Segment Start: Passage
Configuration	Reward \(\mathbb{E}[r]\)	Constraint \(\mathbb{E}[c]\) (\(\le B = -80\))	Description
Fixed \(\mu = 0.01\)	\(8.34\) D	\(-78.94\) Ha	High reward but invalid
Fixed \(\mu = 50.0\)	\(6.69\) D	Satisfied	Significant reward decay
18 \(\mu \in [10^{-6}, 10^{6}]\) enumerations	—	—	Only 2 \(\mu\) matched CFO; cost \(\approx 18\times\) CFO
CFO (\(K=6, N=10\))	\(8.39\) D	\(-82.28\) Ha	Single run; \(\approx 44\) min
Budget \(M=6000\), \(K=3, N=2000\)	High Reward	\(0.40\) (Violation)	Too few outer updates
Budget \(M=6000\), \(K=100, N=60\)	\(-5.91\)	\(0.10\)	Inner solver too weak

Key Findings¶

CFO is insensitive to penalty weights, as \(\rho_k, \lambda_k\) adapt online. The failure of 16/18 manual \(\mu\) choices proves that "manual \(\mu\) tuning is unreliable."
Segment End: Passage
Segment Start: Provided records
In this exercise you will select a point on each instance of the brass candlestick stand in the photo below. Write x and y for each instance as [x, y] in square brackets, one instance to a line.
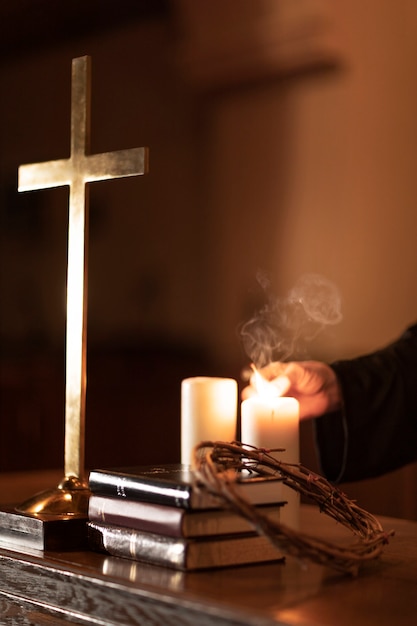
[70, 498]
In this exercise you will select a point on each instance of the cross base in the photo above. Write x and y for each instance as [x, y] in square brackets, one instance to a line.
[69, 498]
[38, 532]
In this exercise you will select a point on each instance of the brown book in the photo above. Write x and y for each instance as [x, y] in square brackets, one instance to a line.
[179, 553]
[172, 521]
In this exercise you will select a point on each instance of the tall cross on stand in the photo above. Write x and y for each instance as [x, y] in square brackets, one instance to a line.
[81, 168]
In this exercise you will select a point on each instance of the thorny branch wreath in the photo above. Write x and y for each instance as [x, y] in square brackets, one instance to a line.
[217, 466]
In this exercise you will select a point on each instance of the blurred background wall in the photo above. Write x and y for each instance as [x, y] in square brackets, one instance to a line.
[283, 140]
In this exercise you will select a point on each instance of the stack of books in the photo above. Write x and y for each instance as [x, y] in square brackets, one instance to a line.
[158, 515]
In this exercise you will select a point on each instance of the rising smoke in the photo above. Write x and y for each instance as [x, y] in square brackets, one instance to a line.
[281, 330]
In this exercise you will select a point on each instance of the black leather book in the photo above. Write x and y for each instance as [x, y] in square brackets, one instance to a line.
[175, 485]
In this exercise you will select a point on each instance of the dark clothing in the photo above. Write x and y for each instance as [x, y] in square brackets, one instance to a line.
[377, 430]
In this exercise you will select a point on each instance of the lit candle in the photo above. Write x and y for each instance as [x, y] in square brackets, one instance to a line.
[208, 412]
[269, 421]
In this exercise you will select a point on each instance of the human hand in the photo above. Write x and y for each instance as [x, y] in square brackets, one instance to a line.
[313, 383]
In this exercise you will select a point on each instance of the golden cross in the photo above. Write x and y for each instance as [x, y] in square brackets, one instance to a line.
[81, 168]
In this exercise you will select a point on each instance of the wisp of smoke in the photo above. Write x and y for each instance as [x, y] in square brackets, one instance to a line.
[281, 329]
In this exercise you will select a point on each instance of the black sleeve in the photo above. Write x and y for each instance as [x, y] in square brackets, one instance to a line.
[376, 432]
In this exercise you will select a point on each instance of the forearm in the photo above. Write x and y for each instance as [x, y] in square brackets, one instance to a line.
[376, 430]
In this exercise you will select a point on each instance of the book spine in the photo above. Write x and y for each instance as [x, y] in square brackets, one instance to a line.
[137, 515]
[145, 547]
[120, 486]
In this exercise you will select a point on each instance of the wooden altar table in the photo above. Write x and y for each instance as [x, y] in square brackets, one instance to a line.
[90, 588]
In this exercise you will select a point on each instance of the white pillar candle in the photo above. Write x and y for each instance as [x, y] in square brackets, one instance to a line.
[208, 412]
[273, 422]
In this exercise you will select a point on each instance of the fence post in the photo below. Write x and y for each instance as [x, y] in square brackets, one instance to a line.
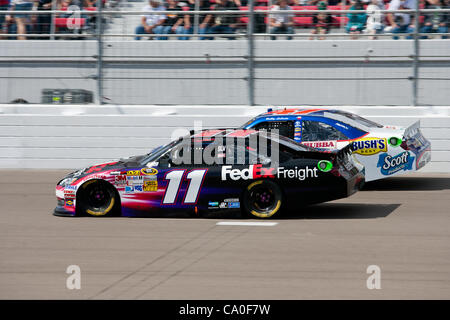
[415, 84]
[250, 54]
[99, 26]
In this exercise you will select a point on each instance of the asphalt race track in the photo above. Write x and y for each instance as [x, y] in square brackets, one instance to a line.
[400, 224]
Segment End: Provided records
-- What to work on --
a - In the CFO passage, what is the approximate run time of the single CFO run with K=6, N=10?
b - For each statement, say whether it agrees with the CFO passage, and quote the words that decide it: (i) Fixing μ at 50.0 satisfied the constraint. (ii) The CFO result with K=6, N=10 came from several runs. (iii) The budget setting with K=100, N=60 failed because it had too few outer updates.
c - Continue the CFO passage after its last sentence.

-- Exercise responses --
a - About 44 minutes.

b -
(i) Yes: "Satisfied"
(ii) No: "Single run"
(iii) No: "Inner solver too weak"

c -
Solver Decoupling: Replacing AM with DiffusionNFT allows CFO to successfully push molecular energy from \(-78.67\) Ha to \(-80.72\) Ha (compliant) with minimal dipole moment loss, demonstrating it as a lightweight wrapper for any KL-regularized tuner.
Minimal Chemical Side Effects: While satisfying energy constraints, CFO maintains QED (\(0.37\)) and Lipinski (\(77\%\)) closer to PRE (\(0.45/88\%\)) than AM does (\(0.34/71\%\)). Per-sample feasibility: CFO \(61.4\%\) vs AM \(40.6\%\).
Computation Allocation: Under a fixed budget \(M\), moderate \(K\) is the "sweet spot"—too small \(K\) leads to lag in dual updates, while too large \(K\) hinders inner reward optimization.

Highlights & Insights¶

Unification of Constrained Generative Optimization: The authors unify "constrained generation" and "constrained reward fine-tuning" into a single KL-regularized framework, where the former is simply a subcase with constant reward.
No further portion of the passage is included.